# [EXERCISE DIRECTIONS]
Write out every line below that contains "gets".

# [INPUT]
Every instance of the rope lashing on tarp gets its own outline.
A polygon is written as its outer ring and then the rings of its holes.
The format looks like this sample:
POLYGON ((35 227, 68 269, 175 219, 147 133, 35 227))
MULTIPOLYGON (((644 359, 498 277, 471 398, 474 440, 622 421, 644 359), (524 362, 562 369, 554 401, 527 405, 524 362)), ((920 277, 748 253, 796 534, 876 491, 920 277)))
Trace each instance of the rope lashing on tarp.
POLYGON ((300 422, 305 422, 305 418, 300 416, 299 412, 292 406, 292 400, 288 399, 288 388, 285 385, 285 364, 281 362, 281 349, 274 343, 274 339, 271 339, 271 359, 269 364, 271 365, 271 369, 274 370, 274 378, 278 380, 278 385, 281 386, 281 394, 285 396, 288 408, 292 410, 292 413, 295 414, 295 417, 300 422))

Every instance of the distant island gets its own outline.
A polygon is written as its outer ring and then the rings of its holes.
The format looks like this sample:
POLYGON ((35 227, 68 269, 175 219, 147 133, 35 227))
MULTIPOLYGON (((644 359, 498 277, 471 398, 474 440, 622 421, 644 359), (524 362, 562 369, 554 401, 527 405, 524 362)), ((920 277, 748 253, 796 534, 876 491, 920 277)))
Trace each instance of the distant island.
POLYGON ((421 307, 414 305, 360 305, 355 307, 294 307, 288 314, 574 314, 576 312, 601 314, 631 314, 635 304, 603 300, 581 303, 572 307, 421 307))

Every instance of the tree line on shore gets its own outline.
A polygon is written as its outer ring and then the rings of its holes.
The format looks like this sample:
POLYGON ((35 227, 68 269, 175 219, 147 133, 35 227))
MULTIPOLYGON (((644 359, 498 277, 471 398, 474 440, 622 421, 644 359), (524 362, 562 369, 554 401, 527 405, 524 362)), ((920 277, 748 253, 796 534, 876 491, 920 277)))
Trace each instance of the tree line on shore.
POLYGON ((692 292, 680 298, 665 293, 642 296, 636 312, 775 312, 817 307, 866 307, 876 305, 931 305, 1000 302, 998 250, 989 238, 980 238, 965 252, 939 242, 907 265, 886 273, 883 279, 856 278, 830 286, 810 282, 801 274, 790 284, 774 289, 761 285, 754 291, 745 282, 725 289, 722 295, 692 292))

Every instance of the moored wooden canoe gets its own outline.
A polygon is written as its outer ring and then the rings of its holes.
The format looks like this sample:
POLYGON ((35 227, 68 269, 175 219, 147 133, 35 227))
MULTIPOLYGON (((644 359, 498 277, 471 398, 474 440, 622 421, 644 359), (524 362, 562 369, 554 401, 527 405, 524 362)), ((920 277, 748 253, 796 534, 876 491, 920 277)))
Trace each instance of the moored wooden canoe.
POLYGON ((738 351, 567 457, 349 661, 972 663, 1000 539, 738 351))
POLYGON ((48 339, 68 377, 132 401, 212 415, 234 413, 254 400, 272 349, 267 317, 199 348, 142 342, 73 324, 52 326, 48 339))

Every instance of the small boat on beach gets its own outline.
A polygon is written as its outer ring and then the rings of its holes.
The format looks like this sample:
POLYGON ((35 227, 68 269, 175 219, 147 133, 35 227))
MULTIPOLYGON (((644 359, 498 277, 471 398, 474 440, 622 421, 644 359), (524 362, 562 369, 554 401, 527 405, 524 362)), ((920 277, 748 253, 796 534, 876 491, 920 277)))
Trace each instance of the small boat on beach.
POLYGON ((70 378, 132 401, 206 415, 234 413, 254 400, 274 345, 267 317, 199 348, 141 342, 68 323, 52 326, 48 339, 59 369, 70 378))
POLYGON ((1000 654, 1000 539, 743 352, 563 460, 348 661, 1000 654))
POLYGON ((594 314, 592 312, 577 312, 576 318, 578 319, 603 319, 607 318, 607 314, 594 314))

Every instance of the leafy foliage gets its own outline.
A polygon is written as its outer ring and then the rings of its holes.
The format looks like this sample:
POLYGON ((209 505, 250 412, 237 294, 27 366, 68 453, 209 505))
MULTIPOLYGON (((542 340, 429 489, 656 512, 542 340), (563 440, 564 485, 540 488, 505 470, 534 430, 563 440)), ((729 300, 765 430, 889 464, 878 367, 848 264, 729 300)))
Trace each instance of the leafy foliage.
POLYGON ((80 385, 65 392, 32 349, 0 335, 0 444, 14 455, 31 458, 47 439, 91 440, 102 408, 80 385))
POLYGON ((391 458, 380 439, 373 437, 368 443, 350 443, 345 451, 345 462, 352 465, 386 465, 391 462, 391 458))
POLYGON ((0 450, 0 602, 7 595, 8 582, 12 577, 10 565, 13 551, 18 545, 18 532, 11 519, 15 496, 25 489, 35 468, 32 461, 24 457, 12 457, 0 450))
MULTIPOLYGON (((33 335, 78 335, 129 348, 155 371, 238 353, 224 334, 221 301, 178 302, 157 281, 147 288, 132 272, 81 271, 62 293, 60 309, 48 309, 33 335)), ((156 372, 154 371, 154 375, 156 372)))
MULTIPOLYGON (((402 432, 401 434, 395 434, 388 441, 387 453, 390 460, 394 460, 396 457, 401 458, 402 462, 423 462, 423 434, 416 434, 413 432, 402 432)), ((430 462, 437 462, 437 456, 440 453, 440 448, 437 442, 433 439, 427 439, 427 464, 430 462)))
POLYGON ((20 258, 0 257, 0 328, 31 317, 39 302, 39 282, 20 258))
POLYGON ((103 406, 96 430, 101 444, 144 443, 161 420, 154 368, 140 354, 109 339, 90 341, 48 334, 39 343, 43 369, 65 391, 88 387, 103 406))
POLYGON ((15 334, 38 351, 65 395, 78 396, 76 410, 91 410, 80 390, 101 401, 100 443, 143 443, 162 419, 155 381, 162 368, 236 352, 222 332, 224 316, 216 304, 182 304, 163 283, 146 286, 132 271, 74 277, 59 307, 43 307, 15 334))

# [ANSWER TO THE PROBLEM]
Every instance of the rope lashing on tarp gets its own outline.
Every instance of the distant island gets its own outline.
Every instance of the tree line on shore gets its own outline.
Every instance of the moored wooden canoe gets its own outline.
Every instance of the small boat on beach gets its own outline.
Every instance of the leafy foliage gets its own outline.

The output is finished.